[[ Data in this exercise open ]]

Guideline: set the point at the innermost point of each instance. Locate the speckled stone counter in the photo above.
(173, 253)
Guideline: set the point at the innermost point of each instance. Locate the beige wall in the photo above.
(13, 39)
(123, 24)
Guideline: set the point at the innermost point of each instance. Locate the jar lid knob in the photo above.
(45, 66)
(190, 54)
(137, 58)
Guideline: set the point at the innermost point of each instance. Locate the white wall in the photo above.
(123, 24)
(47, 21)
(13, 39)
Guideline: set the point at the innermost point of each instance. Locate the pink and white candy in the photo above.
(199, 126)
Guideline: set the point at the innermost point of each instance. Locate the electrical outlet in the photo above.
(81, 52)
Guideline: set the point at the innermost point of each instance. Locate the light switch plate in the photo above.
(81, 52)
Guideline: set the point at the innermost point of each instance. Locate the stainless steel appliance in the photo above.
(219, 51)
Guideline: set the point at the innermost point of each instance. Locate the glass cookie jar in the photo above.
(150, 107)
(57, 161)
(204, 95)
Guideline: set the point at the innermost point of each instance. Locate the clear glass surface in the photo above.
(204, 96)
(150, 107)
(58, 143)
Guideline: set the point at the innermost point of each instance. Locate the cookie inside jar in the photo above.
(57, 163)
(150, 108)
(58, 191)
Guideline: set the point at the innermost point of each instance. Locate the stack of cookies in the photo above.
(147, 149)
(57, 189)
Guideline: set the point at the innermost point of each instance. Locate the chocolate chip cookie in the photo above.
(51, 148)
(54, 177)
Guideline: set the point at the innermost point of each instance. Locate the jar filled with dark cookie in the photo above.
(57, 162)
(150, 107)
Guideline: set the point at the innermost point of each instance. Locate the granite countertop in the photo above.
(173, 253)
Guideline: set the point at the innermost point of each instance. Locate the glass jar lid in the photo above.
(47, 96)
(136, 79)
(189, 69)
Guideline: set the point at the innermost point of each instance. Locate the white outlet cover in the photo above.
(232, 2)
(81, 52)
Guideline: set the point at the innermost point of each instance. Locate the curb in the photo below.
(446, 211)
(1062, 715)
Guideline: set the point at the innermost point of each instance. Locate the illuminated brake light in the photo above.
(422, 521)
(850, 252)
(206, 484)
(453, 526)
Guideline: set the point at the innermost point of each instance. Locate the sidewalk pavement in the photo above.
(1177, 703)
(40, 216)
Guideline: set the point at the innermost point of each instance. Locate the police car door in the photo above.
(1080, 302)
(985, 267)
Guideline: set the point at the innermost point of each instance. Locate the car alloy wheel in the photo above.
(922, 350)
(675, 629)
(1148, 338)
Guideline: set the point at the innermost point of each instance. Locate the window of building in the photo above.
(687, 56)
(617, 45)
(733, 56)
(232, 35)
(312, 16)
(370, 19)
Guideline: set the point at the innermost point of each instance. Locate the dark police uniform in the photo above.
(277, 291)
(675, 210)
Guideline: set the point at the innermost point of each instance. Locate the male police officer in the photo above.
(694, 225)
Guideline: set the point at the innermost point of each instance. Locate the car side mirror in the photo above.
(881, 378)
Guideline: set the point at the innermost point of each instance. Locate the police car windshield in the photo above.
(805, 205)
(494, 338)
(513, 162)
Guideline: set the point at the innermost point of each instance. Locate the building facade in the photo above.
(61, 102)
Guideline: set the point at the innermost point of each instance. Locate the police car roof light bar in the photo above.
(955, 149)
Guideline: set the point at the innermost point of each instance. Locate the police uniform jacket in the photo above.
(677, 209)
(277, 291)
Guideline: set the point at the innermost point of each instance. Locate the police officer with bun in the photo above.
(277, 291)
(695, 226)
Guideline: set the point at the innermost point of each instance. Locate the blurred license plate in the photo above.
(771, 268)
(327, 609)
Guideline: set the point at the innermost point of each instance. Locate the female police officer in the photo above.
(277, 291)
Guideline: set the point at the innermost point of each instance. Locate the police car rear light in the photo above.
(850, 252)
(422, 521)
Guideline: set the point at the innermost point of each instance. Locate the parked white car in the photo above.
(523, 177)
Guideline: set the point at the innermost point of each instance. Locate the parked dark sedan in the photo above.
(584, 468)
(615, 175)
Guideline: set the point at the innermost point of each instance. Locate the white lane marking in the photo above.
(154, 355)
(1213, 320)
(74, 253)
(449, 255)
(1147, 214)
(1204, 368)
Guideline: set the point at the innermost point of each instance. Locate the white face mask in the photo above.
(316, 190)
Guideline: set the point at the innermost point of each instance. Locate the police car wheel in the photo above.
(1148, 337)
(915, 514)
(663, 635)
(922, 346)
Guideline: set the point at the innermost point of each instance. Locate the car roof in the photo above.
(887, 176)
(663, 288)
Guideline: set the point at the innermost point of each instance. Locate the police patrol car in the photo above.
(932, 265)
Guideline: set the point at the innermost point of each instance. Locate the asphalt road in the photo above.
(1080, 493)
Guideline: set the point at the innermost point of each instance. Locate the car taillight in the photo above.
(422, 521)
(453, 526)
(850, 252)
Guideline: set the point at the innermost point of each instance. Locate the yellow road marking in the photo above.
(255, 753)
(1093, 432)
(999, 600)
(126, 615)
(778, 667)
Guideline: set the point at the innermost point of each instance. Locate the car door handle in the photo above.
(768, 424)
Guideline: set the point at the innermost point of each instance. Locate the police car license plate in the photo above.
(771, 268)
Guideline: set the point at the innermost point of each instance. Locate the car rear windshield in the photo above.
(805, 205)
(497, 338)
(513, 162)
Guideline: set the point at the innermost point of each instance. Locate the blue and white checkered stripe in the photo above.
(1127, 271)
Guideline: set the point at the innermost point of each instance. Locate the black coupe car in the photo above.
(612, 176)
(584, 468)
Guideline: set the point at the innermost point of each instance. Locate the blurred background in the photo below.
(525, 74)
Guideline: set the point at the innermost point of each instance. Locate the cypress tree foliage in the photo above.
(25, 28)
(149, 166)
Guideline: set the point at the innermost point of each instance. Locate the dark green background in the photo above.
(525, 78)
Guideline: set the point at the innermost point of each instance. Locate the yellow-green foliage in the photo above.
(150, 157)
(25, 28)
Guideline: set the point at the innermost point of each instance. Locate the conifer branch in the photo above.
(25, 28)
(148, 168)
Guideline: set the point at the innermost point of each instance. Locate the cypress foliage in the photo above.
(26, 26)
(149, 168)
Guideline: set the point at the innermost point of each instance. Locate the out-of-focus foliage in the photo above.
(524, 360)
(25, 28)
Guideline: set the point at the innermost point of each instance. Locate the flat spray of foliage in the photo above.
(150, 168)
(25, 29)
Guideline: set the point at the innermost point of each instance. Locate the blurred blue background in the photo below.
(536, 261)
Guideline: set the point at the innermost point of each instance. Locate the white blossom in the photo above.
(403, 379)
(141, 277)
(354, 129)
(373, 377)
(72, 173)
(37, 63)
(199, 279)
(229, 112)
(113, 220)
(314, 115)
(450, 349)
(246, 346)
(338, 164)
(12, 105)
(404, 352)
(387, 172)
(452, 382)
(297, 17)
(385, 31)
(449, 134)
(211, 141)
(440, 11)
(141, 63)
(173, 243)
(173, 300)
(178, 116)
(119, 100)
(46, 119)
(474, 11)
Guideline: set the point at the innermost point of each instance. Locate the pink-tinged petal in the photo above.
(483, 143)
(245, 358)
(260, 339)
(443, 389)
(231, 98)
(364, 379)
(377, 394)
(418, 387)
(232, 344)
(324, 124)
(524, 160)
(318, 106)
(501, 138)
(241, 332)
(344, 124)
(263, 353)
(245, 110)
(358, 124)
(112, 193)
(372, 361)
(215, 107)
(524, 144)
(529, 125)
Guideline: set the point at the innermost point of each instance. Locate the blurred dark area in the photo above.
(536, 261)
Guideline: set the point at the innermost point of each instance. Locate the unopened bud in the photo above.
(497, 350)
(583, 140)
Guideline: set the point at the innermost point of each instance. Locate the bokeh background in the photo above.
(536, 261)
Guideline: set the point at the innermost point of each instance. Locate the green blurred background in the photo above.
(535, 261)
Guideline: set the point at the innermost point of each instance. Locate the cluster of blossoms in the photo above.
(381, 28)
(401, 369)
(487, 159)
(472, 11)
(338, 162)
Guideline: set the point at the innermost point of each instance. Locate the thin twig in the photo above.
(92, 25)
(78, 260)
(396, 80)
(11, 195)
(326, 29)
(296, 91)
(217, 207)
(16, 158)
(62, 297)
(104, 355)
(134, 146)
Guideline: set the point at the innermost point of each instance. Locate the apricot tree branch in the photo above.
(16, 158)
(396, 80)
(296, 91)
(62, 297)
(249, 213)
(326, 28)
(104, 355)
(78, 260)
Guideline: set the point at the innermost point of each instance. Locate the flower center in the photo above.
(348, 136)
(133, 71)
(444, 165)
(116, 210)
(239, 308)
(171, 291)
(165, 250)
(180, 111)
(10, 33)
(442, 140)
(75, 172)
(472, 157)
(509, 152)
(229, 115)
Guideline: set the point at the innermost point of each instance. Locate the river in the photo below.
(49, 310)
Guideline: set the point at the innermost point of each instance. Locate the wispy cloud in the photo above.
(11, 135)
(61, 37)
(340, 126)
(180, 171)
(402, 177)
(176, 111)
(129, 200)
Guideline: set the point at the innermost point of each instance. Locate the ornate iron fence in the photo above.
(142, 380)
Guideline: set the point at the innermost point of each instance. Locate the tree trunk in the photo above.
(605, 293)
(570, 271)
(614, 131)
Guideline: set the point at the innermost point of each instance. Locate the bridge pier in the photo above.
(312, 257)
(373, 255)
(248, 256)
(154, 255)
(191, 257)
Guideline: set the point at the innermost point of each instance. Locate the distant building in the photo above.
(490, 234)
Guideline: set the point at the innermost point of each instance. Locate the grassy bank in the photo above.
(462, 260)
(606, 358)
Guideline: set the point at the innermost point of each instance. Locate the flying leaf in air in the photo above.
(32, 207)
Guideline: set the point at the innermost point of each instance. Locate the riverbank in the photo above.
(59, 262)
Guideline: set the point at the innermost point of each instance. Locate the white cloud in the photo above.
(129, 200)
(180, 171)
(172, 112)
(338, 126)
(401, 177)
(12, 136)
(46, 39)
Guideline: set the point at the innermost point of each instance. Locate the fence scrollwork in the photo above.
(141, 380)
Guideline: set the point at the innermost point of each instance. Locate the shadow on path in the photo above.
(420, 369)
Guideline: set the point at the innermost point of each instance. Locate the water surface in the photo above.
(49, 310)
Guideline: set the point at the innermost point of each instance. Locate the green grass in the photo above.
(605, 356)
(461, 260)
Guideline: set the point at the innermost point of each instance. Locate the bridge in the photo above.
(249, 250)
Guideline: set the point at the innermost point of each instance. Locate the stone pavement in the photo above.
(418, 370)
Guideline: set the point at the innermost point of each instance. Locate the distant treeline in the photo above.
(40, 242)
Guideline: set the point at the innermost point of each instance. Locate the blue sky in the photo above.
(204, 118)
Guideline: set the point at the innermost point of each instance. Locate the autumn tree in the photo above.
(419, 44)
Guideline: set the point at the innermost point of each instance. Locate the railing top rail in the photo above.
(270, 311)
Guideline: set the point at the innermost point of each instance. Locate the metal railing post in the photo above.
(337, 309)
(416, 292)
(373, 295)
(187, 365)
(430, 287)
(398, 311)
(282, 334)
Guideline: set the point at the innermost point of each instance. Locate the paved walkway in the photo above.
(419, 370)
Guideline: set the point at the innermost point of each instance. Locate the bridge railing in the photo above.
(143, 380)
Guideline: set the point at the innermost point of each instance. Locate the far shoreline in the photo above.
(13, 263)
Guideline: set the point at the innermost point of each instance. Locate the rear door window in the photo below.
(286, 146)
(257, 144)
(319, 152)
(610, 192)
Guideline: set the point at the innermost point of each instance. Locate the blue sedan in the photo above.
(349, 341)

[[ Data in this exercise closed ]]

**The task:** The line containing "path in the photo above." and all lines after it, to the end of the records, are to be output exactly and alone.

**Exercise answer:**
Guideline: set the point at the innermost point of each instance. Locate the shadow on path in the photo above.
(420, 369)
Guideline: set the point at the innermost point of each instance. Locate the water surface in the photo above.
(49, 310)
Guideline: set the point at the innermost point of each instance. Locate the green grass in the photo above.
(605, 356)
(461, 260)
Guideline: set the point at the innermost point of each instance. Locate the bridge in the photo above.
(249, 250)
Guideline: set the point at the innermost point of each instance. Locate the stone pavement in the photo above.
(418, 370)
Guideline: set the point at the innermost point of each instance. Locate the distant treeline in the photo above.
(40, 242)
Guideline: set the point at the innermost point of each instance. Locate the blue sky in the photo above.
(204, 118)
Guideline: set the point at the innermost point of each instance. Locate the autumn tree in the photo above.
(419, 44)
Guideline: set the point at the innermost point of each instance. Locate the railing top rail in the photo above.
(270, 311)
Guideline: set the point at the innermost point of each instance. Locate the metal railing post in the photo above.
(337, 309)
(416, 292)
(373, 295)
(187, 365)
(430, 287)
(398, 311)
(282, 334)
Guideline: set the point at the innermost point of each instance. Locate the paved walkway in the photo above.
(419, 370)
Guideline: set the point at the innermost point of each instance. Locate the bridge railing in the photo above.
(143, 380)
Guideline: set the point at the innermost point of each instance. Locate the far shoreline in the photo above.
(13, 263)
Guideline: set the point at the innermost point of each instance. Locate the rear door window in the photo below.
(286, 146)
(257, 144)
(319, 152)
(610, 192)
Guideline: set the point at the innermost point of each instance. Locate the blue sedan in the photo above.
(349, 341)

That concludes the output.